## TASK DATA
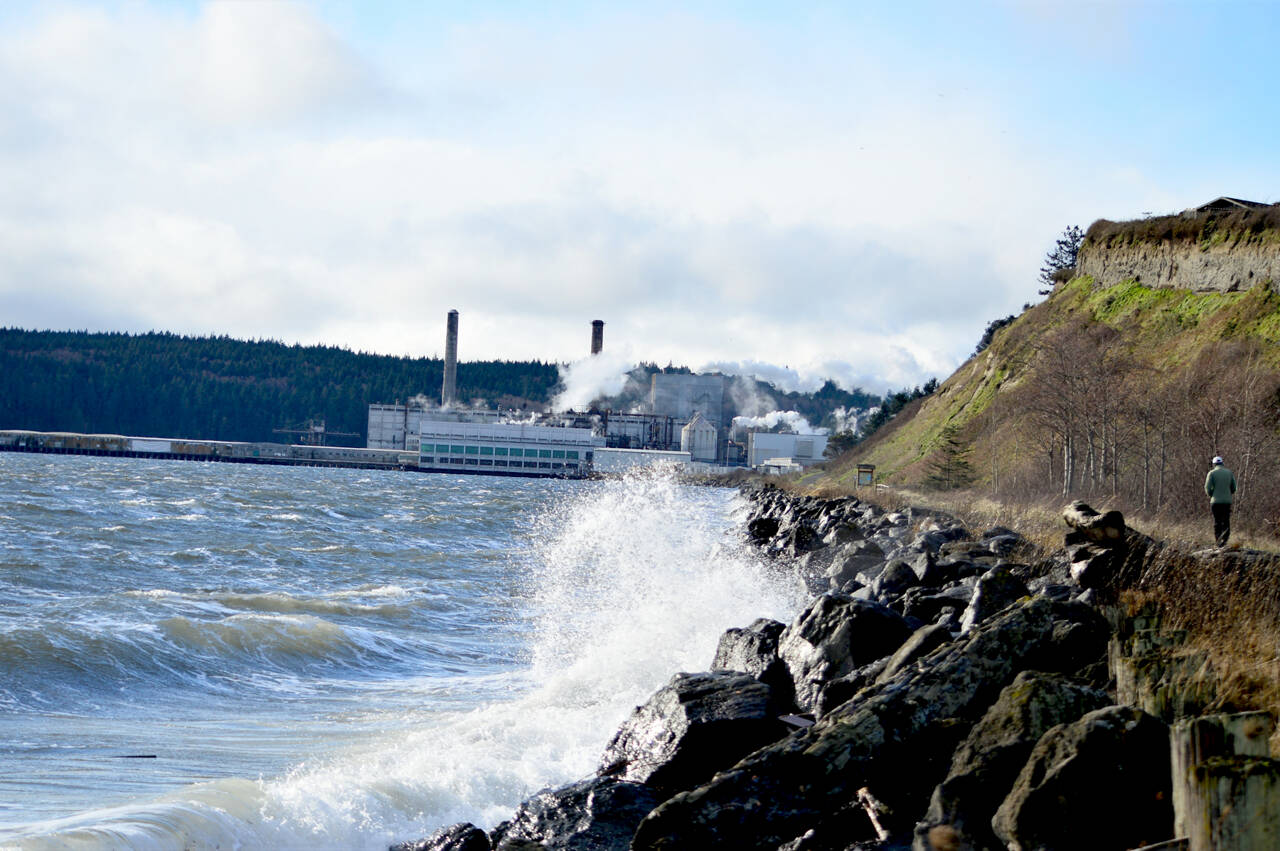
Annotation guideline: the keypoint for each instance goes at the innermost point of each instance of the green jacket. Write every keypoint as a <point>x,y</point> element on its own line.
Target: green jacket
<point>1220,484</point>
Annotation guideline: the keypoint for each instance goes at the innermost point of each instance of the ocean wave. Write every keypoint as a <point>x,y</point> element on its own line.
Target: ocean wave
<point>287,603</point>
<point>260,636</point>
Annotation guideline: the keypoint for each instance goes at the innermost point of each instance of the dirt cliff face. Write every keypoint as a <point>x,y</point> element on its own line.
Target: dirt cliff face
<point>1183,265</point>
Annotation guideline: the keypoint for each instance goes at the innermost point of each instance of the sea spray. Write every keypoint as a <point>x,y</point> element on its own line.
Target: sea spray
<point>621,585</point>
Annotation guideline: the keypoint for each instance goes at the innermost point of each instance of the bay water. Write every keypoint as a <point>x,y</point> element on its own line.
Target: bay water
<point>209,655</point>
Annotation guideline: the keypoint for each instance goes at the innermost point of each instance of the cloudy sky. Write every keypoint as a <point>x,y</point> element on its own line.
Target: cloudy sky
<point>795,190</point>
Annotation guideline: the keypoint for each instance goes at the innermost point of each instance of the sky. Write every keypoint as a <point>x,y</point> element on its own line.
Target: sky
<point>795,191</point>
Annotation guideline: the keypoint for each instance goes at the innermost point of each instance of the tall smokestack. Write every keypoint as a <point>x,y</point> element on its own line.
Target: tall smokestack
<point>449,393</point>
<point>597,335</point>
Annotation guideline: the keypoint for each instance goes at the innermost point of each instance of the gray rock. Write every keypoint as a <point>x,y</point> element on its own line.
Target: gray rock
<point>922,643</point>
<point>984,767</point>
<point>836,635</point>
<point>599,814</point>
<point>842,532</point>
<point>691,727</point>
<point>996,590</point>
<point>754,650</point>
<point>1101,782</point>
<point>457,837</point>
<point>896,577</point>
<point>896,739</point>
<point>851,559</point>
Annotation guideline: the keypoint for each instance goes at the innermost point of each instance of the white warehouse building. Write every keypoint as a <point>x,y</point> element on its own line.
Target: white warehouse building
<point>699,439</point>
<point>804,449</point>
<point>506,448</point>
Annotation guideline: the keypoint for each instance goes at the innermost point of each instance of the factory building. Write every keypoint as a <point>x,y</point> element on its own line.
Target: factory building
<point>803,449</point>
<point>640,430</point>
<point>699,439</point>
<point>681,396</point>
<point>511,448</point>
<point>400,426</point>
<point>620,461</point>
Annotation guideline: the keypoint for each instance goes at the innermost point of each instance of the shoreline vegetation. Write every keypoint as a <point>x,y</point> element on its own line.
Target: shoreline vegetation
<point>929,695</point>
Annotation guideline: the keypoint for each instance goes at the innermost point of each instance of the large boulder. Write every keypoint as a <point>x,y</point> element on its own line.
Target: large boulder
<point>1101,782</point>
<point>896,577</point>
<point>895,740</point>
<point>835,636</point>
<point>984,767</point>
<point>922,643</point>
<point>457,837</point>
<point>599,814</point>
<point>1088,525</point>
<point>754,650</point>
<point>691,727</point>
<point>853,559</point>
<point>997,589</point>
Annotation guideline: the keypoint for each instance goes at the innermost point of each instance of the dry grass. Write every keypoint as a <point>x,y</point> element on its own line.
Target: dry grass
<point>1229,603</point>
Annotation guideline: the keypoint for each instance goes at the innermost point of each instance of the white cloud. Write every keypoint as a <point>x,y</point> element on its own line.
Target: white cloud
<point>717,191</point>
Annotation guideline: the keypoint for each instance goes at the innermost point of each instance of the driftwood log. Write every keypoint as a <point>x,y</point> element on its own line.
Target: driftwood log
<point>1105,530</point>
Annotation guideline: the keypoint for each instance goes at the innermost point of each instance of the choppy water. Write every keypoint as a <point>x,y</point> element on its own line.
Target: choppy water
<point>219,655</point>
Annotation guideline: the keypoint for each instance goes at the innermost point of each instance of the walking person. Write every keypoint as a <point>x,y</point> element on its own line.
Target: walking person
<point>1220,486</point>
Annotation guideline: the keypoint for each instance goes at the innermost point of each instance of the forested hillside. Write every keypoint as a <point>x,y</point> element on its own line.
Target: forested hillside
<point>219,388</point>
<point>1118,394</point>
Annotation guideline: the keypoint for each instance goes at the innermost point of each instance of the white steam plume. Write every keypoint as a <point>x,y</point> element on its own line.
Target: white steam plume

## OBJECTIVE
From the records above, copy out the lines starting with the one containing "of the tall" and going on through the one containing "<point>597,335</point>", both included, exactly as they appear.

## SOLUTION FOR THIS PROBLEM
Annotation guideline: the keypoint for each instance goes at the innermost point of each instance of the tall smokestack. Write every keypoint as a <point>x,y</point> element on its own line.
Target: tall smokestack
<point>449,393</point>
<point>597,335</point>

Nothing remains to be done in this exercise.